▶ [WHAT IS EXPECTED]: Can you transcribe every entry word for word, skipping the images?

── STORED ROWS ──

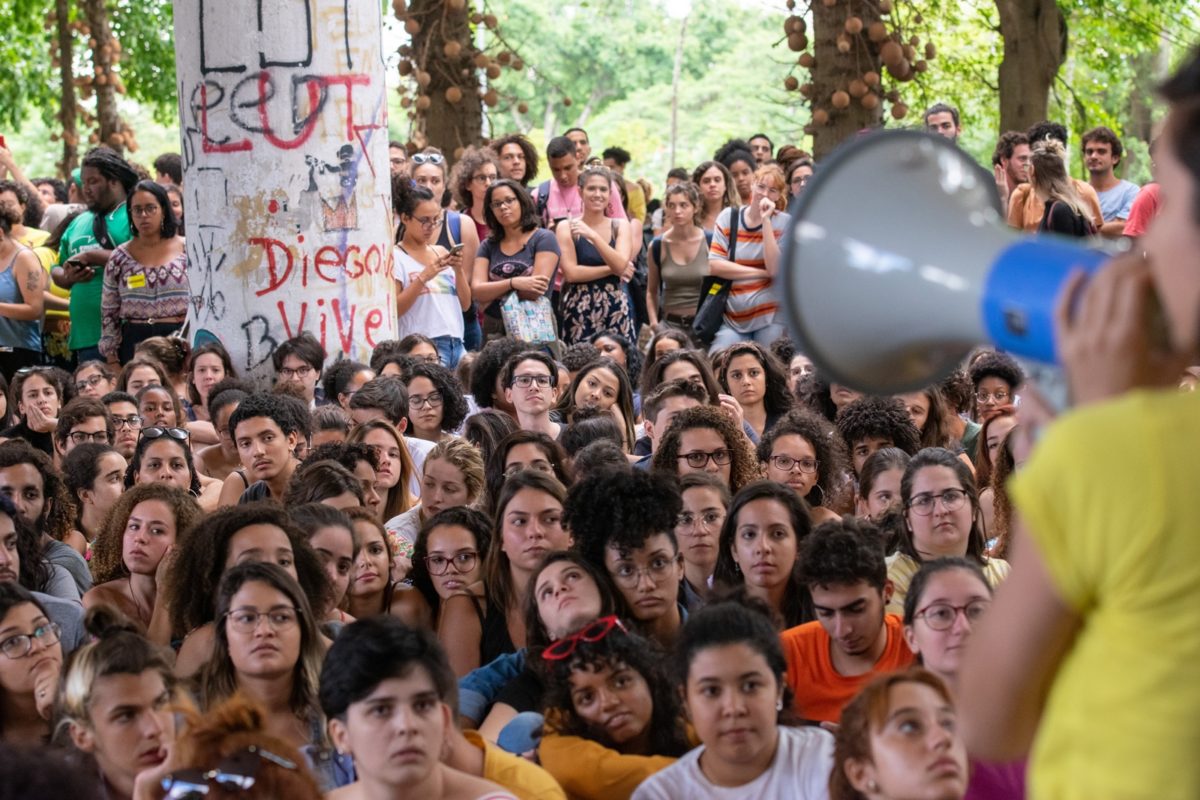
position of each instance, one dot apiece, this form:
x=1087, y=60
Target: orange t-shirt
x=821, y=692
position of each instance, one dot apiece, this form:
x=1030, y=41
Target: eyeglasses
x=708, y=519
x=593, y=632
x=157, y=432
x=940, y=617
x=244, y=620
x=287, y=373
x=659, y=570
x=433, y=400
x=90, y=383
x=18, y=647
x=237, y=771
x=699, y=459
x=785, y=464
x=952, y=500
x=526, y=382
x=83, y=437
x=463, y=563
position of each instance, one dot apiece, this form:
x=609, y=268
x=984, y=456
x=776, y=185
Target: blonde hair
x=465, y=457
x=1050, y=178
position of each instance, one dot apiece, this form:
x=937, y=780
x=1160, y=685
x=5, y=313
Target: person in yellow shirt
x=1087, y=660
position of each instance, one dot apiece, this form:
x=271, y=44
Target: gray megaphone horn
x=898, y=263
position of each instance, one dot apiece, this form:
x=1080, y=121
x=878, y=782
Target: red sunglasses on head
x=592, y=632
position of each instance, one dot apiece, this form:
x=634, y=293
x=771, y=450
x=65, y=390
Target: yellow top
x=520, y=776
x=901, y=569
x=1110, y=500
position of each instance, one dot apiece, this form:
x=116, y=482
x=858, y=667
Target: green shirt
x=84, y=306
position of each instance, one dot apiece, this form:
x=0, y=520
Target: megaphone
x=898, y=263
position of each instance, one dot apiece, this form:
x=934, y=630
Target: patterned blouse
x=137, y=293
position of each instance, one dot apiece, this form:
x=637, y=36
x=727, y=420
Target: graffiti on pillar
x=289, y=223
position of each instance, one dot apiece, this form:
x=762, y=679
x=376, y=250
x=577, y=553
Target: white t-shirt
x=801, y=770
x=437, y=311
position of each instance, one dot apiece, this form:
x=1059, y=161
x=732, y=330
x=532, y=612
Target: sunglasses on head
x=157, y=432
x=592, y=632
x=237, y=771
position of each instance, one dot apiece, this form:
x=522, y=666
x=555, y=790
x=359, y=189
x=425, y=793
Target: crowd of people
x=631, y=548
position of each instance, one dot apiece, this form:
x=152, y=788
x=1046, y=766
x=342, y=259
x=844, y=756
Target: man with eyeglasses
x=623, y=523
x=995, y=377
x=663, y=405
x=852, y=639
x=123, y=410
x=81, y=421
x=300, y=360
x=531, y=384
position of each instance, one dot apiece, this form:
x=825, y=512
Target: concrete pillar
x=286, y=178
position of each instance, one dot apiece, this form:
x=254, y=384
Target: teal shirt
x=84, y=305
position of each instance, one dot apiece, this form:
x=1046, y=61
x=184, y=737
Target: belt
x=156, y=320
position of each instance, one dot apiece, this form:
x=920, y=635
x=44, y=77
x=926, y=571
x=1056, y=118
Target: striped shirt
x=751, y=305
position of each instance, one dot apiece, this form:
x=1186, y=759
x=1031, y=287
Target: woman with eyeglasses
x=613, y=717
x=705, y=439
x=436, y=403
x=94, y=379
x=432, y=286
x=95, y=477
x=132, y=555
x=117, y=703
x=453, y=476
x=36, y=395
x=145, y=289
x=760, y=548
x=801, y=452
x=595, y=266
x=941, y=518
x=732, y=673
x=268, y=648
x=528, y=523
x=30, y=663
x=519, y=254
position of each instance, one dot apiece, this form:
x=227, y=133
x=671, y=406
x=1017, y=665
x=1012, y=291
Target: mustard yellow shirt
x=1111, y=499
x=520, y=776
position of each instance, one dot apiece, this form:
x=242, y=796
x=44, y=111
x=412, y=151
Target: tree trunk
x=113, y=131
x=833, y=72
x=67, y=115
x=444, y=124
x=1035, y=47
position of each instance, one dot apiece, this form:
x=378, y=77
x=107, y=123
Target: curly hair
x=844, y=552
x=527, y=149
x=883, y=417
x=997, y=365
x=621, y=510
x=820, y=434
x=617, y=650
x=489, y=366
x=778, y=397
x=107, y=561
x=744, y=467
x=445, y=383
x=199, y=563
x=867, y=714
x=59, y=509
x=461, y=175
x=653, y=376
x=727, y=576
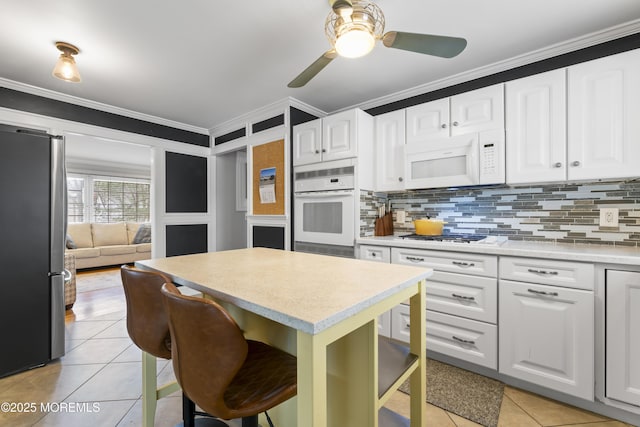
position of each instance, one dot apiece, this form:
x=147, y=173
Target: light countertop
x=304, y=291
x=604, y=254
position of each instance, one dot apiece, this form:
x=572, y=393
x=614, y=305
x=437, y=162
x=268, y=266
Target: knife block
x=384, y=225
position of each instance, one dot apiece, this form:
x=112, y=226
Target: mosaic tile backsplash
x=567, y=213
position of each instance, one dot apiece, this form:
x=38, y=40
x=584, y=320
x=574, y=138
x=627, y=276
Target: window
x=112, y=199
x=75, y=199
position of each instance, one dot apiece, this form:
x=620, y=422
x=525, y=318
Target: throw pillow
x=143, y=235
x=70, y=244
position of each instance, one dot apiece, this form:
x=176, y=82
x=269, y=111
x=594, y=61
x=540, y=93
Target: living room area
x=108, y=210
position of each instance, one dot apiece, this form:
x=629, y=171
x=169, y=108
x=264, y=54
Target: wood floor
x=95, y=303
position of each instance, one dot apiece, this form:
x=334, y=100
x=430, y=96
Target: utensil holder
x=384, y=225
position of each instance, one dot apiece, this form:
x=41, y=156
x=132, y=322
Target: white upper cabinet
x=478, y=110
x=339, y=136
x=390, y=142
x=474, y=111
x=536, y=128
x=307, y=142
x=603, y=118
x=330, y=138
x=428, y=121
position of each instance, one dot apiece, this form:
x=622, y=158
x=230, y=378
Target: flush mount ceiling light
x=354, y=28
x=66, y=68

───

▶ [WRITTEN ANSWER]:
position of each instance, one dot apiece, this form:
x=1087, y=60
Target: orange t-shirt
x=821, y=692
position of each instance, one dot apiece, this form:
x=1030, y=41
Target: eyeglasses
x=708, y=519
x=593, y=632
x=157, y=432
x=940, y=617
x=244, y=620
x=287, y=373
x=659, y=570
x=433, y=400
x=90, y=383
x=18, y=647
x=237, y=771
x=699, y=459
x=785, y=464
x=952, y=500
x=526, y=382
x=83, y=437
x=463, y=563
position of each instance, one dot apiece, this form:
x=609, y=268
x=984, y=456
x=776, y=185
Target: blonde hair
x=465, y=457
x=1050, y=178
position of each instance, one dot apiece, this form:
x=937, y=780
x=1160, y=685
x=5, y=313
Target: person in yellow shirt
x=1087, y=660
position of each instance, one dot apiece, this form:
x=271, y=44
Target: gray megaphone horn
x=898, y=263
position of each instance, one dot apiece, this form:
x=1080, y=121
x=878, y=782
Target: red sunglasses on head
x=592, y=632
position of each instance, one dot apiece, this form:
x=634, y=293
x=771, y=450
x=65, y=390
Target: yellow top
x=520, y=776
x=901, y=569
x=1110, y=500
position of each instance, one dot apiece, this form:
x=116, y=482
x=858, y=667
Target: green shirt
x=84, y=306
position of each instance, one dot apiece, this form:
x=0, y=520
Target: megaphone
x=898, y=263
position of each instance, one dot apiece, this form:
x=934, y=630
Target: patterned blouse
x=137, y=293
position of each instance, one dot apiece, this form:
x=637, y=36
x=727, y=420
Target: graffiti on pillar
x=289, y=223
position of each instance, one dot apiece, this form:
x=762, y=679
x=376, y=250
x=577, y=553
Target: white t-shirt
x=801, y=770
x=437, y=311
position of each instance, one dot apiece, this form:
x=1059, y=161
x=732, y=330
x=532, y=612
Target: sunglasses on head
x=157, y=432
x=592, y=632
x=237, y=771
position of each instance, one dot apiece, this form:
x=522, y=666
x=555, y=790
x=359, y=189
x=425, y=793
Target: crowd of people
x=631, y=548
position of each instance, one dot apiece, this form:
x=152, y=788
x=1046, y=766
x=342, y=259
x=844, y=756
Target: man with eyeglasses
x=623, y=523
x=995, y=377
x=663, y=405
x=852, y=639
x=123, y=410
x=81, y=421
x=300, y=360
x=531, y=384
position of each instance, one dot apiece, this form:
x=825, y=512
Target: concrete pillar
x=286, y=178
position of each instance, one dot apiece, this form:
x=254, y=384
Target: teal shirt
x=84, y=305
position of each instance, one dot apiece, this form:
x=1046, y=61
x=184, y=737
Target: belt
x=156, y=320
position of each instance, one dot apiece, this form:
x=920, y=635
x=44, y=77
x=926, y=571
x=1056, y=118
Target: striped shirt
x=751, y=305
position of each instance, one dot apiece, this form:
x=1186, y=759
x=1031, y=287
Target: woman with eyeglasses
x=613, y=717
x=705, y=439
x=436, y=403
x=94, y=379
x=432, y=286
x=95, y=477
x=132, y=555
x=117, y=703
x=453, y=476
x=36, y=395
x=145, y=289
x=760, y=548
x=801, y=452
x=595, y=266
x=941, y=518
x=732, y=673
x=268, y=648
x=528, y=523
x=30, y=663
x=519, y=254
position of each instance, one dot apiece, this form:
x=227, y=133
x=671, y=406
x=1017, y=665
x=1012, y=291
Target: mustard yellow shirt
x=1111, y=499
x=520, y=776
position of each instance, one dot apiece, this form:
x=242, y=796
x=44, y=111
x=412, y=151
Target: tree trunk
x=113, y=131
x=833, y=72
x=67, y=115
x=444, y=124
x=1035, y=47
position of each instance, one dot apiece, this form:
x=378, y=77
x=107, y=123
Target: curly hair
x=844, y=552
x=527, y=149
x=883, y=417
x=997, y=365
x=621, y=510
x=820, y=434
x=617, y=650
x=489, y=366
x=778, y=397
x=107, y=561
x=744, y=467
x=445, y=383
x=199, y=563
x=867, y=714
x=59, y=509
x=461, y=175
x=653, y=376
x=727, y=576
position of each instance, one dot apiece, this form:
x=147, y=173
Target: light countertop
x=304, y=291
x=604, y=254
position of each instance, one dot apiece, this form:
x=572, y=393
x=614, y=305
x=437, y=162
x=268, y=266
Target: knife block
x=384, y=225
position of each instance, one dot apiece, this form:
x=112, y=226
Target: mosaic tile backsplash
x=567, y=213
position of each instance, one dot apiece, this form:
x=38, y=40
x=584, y=320
x=574, y=138
x=627, y=276
Target: window
x=112, y=199
x=75, y=199
position of each instance, one dot apiece, this form:
x=620, y=422
x=525, y=318
Target: throw pillow
x=143, y=235
x=70, y=244
position of each instance, one dot apiece, this form:
x=176, y=82
x=269, y=111
x=594, y=61
x=540, y=93
Target: living room area
x=108, y=210
position of each instance, one dot apiece, this form:
x=629, y=171
x=169, y=108
x=264, y=54
Target: wood floor
x=95, y=303
position of each instance, one dot apiece, this form:
x=334, y=100
x=430, y=96
Target: utensil holder
x=384, y=225
position of each instance, one dot apiece, this form:
x=41, y=156
x=132, y=322
Target: white upper cabinet
x=478, y=110
x=339, y=136
x=390, y=142
x=474, y=111
x=536, y=128
x=307, y=142
x=603, y=118
x=330, y=138
x=428, y=121
position of each instance, one dot apiece, this form:
x=622, y=158
x=230, y=378
Target: flush mount ceiling light
x=354, y=28
x=66, y=68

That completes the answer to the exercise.